(Bounding box annotation entries)

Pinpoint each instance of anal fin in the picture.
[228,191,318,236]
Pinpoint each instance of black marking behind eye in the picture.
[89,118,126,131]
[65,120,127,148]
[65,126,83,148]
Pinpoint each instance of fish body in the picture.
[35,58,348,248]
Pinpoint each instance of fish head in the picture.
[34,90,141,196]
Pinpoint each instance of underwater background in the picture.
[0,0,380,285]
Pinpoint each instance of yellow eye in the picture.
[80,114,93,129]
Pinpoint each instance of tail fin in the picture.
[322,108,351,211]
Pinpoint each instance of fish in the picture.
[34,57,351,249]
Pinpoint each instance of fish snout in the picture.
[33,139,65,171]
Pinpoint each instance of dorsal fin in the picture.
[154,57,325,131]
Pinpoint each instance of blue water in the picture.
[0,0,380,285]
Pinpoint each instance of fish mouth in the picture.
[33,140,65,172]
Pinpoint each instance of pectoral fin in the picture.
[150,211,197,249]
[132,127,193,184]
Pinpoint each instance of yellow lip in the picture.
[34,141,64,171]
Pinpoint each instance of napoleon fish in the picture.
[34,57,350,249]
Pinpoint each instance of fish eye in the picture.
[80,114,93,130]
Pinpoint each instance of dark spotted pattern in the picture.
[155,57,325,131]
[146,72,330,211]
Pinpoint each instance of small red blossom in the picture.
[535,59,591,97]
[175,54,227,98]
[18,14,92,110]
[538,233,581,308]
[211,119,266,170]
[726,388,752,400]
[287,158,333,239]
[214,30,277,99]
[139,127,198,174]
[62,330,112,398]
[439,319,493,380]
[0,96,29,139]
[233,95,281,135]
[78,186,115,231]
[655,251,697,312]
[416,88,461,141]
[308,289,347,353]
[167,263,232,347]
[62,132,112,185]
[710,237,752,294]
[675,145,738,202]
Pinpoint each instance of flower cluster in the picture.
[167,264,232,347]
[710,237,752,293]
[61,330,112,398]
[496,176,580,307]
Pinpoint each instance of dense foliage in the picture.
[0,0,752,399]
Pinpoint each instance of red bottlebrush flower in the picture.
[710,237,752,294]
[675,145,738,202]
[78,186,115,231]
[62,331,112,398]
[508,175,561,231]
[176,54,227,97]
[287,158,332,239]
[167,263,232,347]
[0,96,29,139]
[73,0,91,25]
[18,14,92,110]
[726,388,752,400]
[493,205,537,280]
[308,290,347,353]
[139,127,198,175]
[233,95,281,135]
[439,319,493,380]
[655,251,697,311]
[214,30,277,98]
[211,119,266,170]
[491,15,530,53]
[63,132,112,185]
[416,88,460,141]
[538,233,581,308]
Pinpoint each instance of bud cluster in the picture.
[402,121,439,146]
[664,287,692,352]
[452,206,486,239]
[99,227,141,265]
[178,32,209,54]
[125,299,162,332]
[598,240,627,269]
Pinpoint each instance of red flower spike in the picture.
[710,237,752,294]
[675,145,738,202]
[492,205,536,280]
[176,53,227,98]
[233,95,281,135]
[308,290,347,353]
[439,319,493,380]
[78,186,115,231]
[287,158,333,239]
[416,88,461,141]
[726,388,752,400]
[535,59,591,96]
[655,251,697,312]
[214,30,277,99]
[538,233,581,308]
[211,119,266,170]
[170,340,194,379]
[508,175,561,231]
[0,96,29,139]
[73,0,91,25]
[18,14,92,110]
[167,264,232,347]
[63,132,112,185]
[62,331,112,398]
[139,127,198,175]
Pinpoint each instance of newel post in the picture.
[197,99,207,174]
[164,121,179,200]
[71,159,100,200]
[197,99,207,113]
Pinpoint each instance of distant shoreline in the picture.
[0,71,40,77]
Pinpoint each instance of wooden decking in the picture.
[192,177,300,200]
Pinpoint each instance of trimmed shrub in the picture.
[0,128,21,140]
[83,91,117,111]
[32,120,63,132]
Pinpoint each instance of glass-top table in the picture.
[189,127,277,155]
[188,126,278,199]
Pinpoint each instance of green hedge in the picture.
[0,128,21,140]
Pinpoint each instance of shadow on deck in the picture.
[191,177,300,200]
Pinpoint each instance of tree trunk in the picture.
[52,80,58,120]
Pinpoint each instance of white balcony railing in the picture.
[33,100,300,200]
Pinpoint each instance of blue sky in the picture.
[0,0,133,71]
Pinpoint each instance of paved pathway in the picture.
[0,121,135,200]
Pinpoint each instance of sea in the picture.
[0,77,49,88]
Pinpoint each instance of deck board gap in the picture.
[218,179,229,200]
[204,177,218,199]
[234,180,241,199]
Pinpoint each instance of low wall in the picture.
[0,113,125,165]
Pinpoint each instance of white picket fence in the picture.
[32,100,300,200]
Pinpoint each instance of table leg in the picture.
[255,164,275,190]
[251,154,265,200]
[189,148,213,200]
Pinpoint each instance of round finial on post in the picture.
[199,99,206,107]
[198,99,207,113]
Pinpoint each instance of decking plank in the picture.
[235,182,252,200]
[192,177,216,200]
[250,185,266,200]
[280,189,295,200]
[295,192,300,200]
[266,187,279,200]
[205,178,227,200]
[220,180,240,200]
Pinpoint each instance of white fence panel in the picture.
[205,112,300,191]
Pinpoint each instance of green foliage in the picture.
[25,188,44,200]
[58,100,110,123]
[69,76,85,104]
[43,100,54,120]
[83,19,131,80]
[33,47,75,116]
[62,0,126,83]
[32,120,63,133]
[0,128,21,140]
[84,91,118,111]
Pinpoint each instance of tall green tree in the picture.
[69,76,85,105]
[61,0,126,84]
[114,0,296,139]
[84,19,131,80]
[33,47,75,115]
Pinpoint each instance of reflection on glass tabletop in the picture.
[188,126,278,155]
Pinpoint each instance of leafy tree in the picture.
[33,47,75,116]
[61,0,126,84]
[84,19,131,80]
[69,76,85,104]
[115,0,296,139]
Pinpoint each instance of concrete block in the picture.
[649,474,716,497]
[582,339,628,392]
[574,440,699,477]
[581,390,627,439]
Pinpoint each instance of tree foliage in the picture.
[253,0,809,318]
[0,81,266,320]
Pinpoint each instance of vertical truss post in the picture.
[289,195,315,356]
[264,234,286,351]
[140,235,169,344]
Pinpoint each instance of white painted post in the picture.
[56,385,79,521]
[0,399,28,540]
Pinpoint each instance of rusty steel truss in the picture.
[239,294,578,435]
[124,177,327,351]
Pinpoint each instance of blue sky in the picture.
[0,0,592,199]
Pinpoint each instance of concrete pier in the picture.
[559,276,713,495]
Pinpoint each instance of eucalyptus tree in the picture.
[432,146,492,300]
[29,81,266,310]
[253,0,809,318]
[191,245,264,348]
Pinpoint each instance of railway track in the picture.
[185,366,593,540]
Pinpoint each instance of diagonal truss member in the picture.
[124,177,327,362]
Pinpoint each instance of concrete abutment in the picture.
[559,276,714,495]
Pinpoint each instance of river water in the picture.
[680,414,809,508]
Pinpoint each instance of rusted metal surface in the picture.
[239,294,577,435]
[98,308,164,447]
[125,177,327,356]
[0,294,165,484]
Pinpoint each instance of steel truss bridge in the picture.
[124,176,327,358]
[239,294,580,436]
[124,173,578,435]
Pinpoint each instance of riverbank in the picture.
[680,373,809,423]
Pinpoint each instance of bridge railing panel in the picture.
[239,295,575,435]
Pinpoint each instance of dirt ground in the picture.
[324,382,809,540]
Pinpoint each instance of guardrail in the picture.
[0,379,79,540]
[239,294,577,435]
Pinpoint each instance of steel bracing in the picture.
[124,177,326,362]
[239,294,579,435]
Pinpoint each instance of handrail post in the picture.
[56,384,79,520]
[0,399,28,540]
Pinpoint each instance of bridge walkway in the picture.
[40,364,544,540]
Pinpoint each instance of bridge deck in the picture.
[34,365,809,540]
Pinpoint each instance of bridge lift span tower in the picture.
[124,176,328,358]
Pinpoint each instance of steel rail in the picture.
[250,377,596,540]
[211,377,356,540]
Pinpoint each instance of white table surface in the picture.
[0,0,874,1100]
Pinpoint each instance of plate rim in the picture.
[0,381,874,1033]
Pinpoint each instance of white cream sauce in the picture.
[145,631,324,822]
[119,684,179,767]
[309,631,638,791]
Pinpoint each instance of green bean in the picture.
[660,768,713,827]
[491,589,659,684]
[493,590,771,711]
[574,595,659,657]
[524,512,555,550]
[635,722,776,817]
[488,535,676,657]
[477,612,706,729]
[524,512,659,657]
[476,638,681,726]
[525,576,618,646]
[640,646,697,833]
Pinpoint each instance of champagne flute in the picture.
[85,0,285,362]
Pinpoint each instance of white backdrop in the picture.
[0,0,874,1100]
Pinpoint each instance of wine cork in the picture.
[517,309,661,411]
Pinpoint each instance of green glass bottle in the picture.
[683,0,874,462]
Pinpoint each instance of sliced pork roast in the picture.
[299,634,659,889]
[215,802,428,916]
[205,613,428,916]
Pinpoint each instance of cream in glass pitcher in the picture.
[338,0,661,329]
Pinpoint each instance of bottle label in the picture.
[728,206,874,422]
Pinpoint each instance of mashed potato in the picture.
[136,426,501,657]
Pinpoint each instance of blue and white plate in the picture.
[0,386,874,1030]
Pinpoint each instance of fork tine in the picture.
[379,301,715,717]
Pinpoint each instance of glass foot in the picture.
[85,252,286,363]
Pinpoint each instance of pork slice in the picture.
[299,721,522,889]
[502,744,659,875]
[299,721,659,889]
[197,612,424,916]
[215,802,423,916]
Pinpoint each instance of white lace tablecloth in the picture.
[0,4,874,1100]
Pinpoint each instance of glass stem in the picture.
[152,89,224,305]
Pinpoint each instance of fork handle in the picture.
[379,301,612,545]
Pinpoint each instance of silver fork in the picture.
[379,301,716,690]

(Given exercise)
Quote the lines of the listing above verbatim, starting at the line that contains "Pinpoint each instance of bud" and ending at the line that contains "[0,121,135,200]", with both of those lines included.

(Response to the task)
Pinpoint each instance of bud cluster in the picture.
[402,121,439,146]
[664,287,692,352]
[452,206,486,239]
[99,227,141,265]
[178,32,209,54]
[125,299,162,332]
[598,240,627,269]
Pinpoint each instance of red flower spike in the picture.
[710,237,752,294]
[675,145,738,202]
[492,205,536,280]
[176,53,227,98]
[233,95,281,135]
[308,290,347,353]
[439,319,493,380]
[78,186,115,231]
[287,158,333,239]
[416,88,461,141]
[726,388,752,400]
[535,59,591,96]
[655,251,697,312]
[214,30,277,99]
[538,233,581,308]
[211,119,266,170]
[170,340,194,379]
[508,175,561,231]
[0,96,29,139]
[73,0,91,25]
[18,14,92,110]
[167,264,232,347]
[63,132,112,185]
[62,331,112,398]
[139,127,198,175]
Pinpoint each instance of newel post in the picture.
[197,99,207,174]
[164,121,179,200]
[71,159,100,200]
[197,99,207,113]
Pinpoint each instance of distant shoreline in the picture.
[0,71,40,77]
Pinpoint each instance of wooden decking in the picture.
[192,177,300,200]
Pinpoint each instance of trimmed shrub in the picture.
[0,128,21,140]
[83,91,117,111]
[32,120,63,132]
Pinpoint each instance of glass-top table in the picture.
[189,127,277,155]
[188,126,278,199]
Pinpoint each instance of green hedge in the picture.
[0,128,21,140]
Pinpoint each instance of shadow on deck in the picture.
[191,177,300,200]
Pinpoint each instance of tree trunk in the picture.
[52,80,58,120]
Pinpoint each instance of white balcony railing in the picture.
[33,100,300,200]
Pinpoint each instance of blue sky in the picture.
[0,0,133,71]
Pinpoint each instance of paved pathway in the picture.
[0,121,135,200]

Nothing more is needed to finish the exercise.